(Set problem A)
Could you reproduce the forum post exactly, from "## LookingForTheH20 (Jun" up to and including "tearing me up."?

(Excerpt)
.....
# Leaving me is one thing, but deadbeat dad too?



## LookingForTheH20 (Jun 24, 2011)

We've been separated for 3 mos and have both decided on no reconciliation. It's for the best but now he's drifting away from my son (5) too and this puts me over the edge. I've dealt with an EA, him having sexual relations within the first couple months with someone (possibly weeks) of our split and am moving on. But him not being there for my son is tearing me up. 

He is supposed to have custody for 4 days every other week due to his 9 day on/6 day off work schedule in the field. He just informed me that he'll be going out of town for 22 days next month! My son already misses him when he's on shift and I can't imagine how he'll feel for this stretch. Makes me very angry and been crying for two days about it. He took off last month to go to the beach with friends and I covered 2 days. I work and don't have a lot of support/ money so this is really stressful.
.....
(Data rows)
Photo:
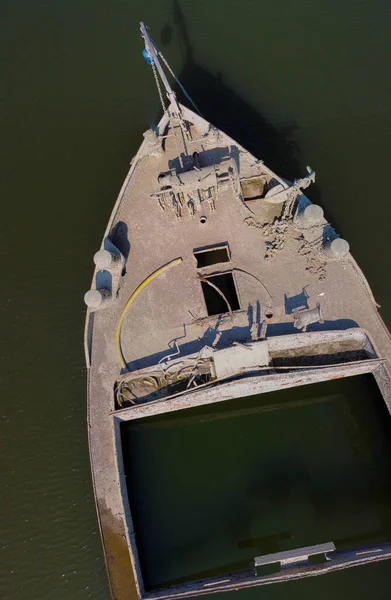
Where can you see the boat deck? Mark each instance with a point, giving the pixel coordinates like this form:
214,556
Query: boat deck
149,233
.....
(Set problem B)
Will you transcribe the entries that follow the forum post, line for line and unchanged, while leaving out the pictures?

(Complete response A)
## LookingForTheH20 (Jun 24, 2011)

We've been separated for 3 mos and have both decided on no reconciliation. It's for the best but now he's drifting away from my son (5) too and this puts me over the edge. I've dealt with an EA, him having sexual relations within the first couple months with someone (possibly weeks) of our split and am moving on. But him not being there for my son is tearing me up.

(Complete response B)
Photo:
Where can you see the boat deck? Mark each instance with a point, giving the pixel coordinates like this form:
214,556
Query: boat deck
149,233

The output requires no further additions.